↓

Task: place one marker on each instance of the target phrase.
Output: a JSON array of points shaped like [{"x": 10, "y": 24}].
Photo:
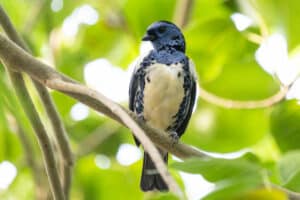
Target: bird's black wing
[
  {"x": 136, "y": 87},
  {"x": 187, "y": 105},
  {"x": 189, "y": 109}
]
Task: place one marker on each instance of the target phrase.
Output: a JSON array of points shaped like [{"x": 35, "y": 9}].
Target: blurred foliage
[{"x": 226, "y": 66}]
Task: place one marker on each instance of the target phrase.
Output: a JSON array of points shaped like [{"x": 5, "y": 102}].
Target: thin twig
[{"x": 58, "y": 127}]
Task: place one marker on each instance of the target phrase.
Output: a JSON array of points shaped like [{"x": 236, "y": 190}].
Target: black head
[{"x": 164, "y": 34}]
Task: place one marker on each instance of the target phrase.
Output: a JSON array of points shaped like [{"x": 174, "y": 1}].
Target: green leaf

↑

◆ Work required ◆
When you copy the data, keep every line exact and leave out each picture.

◆ Finished task ◆
Task: place one marker on each instance of the target phrase.
Output: a JSON array of points shaped like [{"x": 10, "y": 24}].
Photo:
Target: bird's black wing
[
  {"x": 136, "y": 87},
  {"x": 187, "y": 105},
  {"x": 189, "y": 109}
]
Task: place one marker on each instance of the target phrase.
Output: a JSON array of points shaped like [{"x": 35, "y": 9}].
Target: blurred foliage
[{"x": 226, "y": 66}]
Task: place one marker on each instance of the target phrase.
Output: a JSON array of points shaped like [{"x": 5, "y": 102}].
Target: thin twig
[{"x": 58, "y": 127}]
Task: place one marker on each instance of the target phrase.
Output: a JSON array of points shaped like [{"x": 236, "y": 190}].
Target: black head
[{"x": 164, "y": 34}]
Task: place one marker on each instance of the target phrase.
Output: a JSON array of points shaped like [{"x": 174, "y": 1}].
Target: green leaf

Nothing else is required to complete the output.